→ Exercise instructions: Please rewrite the data between the lines holding "Game engine object recognition — detect tree" and "39, 48, 88, 87", inclusive, switching "captured frame" to "live frame" and leaving everything else unchanged.

- - -

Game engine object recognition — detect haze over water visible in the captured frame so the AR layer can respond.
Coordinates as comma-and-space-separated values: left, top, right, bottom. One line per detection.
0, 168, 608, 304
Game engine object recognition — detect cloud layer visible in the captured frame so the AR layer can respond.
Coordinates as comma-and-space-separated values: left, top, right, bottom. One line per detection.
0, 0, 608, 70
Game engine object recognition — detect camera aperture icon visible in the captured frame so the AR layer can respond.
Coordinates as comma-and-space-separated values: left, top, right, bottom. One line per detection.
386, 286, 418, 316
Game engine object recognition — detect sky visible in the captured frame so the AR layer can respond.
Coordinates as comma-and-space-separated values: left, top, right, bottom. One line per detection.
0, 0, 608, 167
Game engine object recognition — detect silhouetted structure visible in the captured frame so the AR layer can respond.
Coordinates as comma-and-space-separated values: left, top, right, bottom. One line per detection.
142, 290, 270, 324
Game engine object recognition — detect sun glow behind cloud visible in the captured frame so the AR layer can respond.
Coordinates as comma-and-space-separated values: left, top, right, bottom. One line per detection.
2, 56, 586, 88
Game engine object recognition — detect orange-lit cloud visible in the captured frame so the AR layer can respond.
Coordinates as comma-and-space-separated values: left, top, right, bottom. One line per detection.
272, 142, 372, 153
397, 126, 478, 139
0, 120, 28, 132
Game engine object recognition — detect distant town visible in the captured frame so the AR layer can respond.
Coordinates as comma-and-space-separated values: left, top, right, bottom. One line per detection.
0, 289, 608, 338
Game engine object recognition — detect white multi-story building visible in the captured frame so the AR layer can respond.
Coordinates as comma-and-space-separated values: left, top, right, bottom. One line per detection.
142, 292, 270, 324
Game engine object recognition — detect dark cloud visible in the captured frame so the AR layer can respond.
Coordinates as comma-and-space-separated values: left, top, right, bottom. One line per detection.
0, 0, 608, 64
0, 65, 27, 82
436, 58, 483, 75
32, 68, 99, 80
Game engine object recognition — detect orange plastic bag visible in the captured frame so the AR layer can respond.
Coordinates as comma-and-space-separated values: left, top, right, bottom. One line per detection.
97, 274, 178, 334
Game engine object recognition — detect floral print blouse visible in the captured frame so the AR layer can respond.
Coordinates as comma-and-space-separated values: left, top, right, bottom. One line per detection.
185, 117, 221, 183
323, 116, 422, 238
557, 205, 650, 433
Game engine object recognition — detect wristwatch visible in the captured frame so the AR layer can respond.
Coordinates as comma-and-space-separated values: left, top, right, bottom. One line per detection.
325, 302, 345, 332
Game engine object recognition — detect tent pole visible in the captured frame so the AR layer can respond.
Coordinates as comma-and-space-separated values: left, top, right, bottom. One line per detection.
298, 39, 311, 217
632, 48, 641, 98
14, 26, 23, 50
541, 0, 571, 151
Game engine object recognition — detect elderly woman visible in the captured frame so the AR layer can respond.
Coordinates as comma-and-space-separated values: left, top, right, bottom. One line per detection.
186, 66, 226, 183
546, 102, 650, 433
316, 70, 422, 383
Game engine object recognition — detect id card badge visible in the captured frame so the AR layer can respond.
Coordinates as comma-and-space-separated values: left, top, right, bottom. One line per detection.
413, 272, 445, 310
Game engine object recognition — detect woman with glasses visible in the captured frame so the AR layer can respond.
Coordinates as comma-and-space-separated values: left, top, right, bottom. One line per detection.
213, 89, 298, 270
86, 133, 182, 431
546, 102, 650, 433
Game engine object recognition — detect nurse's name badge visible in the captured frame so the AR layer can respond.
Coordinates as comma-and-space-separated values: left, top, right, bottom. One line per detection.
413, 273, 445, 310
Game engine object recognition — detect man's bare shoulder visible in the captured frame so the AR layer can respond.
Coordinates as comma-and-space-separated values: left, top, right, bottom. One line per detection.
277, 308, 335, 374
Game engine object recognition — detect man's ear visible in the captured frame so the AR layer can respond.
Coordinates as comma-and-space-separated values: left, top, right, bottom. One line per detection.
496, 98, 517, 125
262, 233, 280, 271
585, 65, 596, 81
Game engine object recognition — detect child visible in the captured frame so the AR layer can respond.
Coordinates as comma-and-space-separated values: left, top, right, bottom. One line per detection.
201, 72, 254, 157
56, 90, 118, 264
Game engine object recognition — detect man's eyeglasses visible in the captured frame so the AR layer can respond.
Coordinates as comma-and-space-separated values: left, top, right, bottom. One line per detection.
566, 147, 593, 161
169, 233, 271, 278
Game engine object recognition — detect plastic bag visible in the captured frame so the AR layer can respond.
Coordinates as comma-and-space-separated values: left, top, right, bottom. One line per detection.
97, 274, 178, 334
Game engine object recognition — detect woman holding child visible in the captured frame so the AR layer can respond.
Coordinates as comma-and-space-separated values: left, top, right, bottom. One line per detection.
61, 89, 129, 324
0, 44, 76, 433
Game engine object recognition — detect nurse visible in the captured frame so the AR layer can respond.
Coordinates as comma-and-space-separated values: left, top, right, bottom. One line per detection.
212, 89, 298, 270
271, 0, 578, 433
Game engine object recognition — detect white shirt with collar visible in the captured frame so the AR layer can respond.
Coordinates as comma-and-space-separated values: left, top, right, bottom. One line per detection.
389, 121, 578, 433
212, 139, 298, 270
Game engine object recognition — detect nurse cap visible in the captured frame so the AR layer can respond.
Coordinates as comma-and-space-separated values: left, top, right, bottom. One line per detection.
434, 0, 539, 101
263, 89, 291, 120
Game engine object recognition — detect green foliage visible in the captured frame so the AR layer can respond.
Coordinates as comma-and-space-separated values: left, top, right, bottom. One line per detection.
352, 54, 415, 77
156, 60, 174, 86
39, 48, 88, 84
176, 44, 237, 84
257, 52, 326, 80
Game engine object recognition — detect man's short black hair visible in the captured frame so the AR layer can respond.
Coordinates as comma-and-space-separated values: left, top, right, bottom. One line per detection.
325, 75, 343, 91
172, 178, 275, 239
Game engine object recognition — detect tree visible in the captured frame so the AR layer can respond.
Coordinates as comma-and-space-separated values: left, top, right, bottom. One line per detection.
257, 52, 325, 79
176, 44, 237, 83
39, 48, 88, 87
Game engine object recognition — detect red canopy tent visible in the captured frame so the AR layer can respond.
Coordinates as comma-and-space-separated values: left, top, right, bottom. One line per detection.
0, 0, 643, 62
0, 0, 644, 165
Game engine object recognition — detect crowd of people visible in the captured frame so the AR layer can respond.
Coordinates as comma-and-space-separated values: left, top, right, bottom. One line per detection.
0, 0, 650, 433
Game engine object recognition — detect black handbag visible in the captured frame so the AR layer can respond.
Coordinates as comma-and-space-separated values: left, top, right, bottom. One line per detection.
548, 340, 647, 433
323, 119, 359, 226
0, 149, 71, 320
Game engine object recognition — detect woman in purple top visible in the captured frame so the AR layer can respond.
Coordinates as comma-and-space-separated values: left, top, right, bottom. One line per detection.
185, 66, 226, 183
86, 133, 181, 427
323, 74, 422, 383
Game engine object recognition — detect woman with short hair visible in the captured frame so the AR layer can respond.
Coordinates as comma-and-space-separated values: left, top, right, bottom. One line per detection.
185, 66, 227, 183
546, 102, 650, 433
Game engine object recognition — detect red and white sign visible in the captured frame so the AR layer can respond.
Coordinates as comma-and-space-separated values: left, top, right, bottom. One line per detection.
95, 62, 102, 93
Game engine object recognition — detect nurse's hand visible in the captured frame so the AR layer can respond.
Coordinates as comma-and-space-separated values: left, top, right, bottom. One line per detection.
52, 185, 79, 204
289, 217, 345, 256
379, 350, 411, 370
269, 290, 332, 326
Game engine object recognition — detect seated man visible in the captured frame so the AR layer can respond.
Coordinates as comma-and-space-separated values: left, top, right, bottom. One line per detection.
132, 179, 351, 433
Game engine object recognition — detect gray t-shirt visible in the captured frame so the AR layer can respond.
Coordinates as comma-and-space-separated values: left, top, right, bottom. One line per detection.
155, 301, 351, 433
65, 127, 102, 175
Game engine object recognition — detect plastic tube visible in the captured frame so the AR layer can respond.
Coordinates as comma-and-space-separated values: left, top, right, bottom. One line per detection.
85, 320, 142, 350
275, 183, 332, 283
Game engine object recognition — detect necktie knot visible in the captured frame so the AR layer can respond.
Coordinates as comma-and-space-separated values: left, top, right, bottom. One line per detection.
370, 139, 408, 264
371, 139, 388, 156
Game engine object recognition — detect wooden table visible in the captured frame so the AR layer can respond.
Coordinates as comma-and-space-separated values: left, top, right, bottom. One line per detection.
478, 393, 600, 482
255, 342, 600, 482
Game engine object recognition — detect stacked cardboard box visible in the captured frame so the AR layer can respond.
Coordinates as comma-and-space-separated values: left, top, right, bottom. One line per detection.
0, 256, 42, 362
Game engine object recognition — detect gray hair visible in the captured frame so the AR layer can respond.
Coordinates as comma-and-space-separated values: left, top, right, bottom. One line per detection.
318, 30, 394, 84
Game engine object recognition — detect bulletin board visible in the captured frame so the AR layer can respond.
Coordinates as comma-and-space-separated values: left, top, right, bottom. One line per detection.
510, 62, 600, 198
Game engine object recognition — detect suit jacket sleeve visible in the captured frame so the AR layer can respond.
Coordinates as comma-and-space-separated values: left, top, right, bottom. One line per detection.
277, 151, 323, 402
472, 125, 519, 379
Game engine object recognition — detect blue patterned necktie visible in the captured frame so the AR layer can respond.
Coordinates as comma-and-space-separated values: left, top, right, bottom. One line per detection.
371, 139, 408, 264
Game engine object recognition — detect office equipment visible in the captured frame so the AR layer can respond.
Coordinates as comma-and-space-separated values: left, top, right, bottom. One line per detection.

- - -

→ Completed task:
Game engine object recognition — detect tree visible in the live frame so the AR layer can respond.
Coordinates as comma-and-space-separated values: left, top, right, bottom. One line per detection.
257, 52, 325, 79
176, 44, 237, 83
39, 48, 88, 87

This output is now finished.